→ **Stored data entries**
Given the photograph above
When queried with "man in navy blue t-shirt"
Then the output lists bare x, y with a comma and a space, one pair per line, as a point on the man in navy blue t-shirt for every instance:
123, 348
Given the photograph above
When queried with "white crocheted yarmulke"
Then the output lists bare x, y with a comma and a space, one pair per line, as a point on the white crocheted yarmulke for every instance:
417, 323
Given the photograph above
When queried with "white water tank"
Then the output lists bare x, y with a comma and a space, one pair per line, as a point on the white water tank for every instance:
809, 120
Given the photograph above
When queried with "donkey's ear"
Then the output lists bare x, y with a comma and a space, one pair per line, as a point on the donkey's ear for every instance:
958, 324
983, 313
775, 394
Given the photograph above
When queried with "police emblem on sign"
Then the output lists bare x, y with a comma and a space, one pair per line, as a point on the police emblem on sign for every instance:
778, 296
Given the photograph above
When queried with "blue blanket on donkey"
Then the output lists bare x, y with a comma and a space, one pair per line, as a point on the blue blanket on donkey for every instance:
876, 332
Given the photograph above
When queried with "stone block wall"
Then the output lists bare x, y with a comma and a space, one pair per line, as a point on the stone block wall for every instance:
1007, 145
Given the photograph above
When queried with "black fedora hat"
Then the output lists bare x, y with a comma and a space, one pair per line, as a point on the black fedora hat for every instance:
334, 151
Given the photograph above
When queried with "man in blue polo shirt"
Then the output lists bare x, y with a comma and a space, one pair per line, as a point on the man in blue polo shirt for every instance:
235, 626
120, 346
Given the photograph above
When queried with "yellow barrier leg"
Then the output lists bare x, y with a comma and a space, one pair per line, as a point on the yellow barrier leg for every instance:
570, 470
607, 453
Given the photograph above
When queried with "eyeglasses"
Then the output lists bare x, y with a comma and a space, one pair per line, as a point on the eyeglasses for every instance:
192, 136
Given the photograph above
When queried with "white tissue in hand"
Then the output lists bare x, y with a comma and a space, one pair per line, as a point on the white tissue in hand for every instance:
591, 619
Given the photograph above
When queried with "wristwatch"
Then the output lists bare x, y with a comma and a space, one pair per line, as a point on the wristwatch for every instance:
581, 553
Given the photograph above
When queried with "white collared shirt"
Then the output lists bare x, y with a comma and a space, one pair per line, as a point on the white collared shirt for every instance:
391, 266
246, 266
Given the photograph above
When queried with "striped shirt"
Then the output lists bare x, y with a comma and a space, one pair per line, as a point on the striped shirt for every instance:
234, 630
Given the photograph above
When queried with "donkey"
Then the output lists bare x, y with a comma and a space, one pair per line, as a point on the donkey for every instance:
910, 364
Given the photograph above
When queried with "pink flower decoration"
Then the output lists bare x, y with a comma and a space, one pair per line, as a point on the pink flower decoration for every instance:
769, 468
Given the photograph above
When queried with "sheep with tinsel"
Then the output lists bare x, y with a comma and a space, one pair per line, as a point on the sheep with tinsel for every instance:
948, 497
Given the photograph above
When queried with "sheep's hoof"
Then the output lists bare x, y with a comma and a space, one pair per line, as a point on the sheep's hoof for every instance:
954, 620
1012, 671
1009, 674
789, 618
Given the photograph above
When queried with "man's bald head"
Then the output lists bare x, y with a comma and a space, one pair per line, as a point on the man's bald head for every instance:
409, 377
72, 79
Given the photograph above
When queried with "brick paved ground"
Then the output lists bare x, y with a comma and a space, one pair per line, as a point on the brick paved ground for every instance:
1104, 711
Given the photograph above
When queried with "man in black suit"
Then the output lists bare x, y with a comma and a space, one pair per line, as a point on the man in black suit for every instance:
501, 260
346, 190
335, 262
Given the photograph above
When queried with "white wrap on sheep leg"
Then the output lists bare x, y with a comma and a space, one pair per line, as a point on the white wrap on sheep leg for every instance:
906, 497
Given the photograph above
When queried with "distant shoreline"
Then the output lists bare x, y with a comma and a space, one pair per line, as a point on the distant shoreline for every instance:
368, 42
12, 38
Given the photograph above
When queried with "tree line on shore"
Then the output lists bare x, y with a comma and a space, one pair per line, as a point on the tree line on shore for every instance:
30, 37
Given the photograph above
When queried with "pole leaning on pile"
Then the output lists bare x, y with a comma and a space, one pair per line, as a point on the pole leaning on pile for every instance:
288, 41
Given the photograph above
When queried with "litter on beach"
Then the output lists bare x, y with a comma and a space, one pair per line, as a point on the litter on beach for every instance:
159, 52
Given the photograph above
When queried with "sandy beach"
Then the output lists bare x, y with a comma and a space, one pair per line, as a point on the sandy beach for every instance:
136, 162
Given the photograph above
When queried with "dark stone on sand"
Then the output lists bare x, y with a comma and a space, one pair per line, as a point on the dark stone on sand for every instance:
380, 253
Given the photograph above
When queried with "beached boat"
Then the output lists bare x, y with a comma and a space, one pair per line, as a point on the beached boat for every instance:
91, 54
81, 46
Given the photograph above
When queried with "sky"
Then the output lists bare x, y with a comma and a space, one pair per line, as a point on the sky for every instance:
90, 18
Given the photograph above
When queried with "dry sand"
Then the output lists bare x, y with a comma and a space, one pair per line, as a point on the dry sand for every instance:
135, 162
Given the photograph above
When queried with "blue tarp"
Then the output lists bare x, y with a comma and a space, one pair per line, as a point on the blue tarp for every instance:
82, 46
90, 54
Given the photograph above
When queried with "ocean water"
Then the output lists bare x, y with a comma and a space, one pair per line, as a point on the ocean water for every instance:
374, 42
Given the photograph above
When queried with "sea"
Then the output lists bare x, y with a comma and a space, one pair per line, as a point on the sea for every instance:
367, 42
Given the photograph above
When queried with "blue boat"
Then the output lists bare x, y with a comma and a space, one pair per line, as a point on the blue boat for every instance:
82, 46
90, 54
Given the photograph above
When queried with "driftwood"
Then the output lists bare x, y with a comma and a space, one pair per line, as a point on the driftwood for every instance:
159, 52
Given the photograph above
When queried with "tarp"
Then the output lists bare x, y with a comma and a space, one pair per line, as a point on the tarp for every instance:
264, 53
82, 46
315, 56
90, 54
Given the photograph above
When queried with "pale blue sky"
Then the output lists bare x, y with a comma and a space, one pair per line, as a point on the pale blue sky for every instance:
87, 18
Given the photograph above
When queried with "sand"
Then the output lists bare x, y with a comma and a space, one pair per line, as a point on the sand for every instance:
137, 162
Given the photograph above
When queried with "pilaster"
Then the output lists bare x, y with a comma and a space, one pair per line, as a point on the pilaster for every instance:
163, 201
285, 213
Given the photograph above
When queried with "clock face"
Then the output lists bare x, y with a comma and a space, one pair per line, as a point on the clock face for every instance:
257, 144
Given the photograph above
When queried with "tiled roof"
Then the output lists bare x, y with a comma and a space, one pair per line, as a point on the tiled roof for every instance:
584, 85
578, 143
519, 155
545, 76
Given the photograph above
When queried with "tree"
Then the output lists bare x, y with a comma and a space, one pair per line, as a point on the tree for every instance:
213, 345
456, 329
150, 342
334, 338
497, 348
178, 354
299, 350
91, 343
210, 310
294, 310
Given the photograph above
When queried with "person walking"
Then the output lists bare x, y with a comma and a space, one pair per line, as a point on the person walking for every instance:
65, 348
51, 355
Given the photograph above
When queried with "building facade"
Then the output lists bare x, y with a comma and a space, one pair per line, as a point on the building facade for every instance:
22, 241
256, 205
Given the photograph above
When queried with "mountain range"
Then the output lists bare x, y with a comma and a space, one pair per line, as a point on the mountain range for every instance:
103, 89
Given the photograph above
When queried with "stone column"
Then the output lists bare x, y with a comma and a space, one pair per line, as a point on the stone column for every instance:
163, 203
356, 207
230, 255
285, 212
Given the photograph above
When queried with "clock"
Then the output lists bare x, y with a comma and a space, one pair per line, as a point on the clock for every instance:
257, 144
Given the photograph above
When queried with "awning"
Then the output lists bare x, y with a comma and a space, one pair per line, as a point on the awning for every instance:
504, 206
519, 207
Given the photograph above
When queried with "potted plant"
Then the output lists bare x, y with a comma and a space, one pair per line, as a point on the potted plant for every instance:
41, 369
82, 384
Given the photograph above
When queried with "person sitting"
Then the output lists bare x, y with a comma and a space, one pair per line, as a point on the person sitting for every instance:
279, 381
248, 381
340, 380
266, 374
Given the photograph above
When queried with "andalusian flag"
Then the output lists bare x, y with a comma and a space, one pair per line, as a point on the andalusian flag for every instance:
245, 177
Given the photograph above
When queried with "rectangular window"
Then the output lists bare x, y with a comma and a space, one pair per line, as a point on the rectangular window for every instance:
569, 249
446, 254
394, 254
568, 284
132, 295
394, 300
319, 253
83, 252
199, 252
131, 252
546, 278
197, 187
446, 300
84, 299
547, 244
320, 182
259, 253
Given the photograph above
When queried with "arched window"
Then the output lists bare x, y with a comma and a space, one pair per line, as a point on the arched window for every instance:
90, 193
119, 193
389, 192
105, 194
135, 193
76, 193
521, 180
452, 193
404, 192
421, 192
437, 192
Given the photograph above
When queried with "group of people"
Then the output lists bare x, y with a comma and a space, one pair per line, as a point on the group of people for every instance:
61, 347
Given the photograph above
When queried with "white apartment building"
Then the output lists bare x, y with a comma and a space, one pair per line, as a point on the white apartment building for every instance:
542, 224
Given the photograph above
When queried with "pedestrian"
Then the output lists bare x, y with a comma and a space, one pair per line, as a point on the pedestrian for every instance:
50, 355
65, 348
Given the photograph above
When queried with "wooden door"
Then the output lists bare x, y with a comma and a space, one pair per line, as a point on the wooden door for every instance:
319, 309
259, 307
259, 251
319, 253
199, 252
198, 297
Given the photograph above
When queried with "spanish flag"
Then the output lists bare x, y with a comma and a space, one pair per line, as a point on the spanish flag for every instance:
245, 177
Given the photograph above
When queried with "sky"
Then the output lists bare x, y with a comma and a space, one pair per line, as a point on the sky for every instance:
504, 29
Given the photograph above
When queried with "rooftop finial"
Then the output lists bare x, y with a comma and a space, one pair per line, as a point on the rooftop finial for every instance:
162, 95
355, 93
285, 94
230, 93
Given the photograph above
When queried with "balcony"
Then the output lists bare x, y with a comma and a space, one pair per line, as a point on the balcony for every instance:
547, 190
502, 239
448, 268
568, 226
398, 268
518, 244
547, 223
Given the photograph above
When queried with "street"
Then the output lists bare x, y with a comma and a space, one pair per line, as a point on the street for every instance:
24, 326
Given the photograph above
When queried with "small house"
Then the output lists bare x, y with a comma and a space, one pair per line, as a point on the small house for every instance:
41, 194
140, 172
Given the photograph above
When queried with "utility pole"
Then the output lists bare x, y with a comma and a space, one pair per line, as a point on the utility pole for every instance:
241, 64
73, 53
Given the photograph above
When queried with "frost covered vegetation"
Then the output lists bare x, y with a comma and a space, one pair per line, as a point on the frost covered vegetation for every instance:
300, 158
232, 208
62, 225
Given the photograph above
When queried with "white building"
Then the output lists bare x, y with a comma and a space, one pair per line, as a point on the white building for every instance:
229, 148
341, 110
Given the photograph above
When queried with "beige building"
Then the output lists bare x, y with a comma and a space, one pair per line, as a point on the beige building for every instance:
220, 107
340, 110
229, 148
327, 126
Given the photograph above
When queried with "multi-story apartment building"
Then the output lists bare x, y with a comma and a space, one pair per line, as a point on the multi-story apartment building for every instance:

→ **YOUR INSTRUCTIONS**
Copy each line above that contains the string "story".

→ **SOLUTION TO THIS PROBLEM**
When queried with "multi-story apartment building"
Then the output lists bare x, y with a comma and a space, one pair per line, as a point on the multi-story apartment building for every instance:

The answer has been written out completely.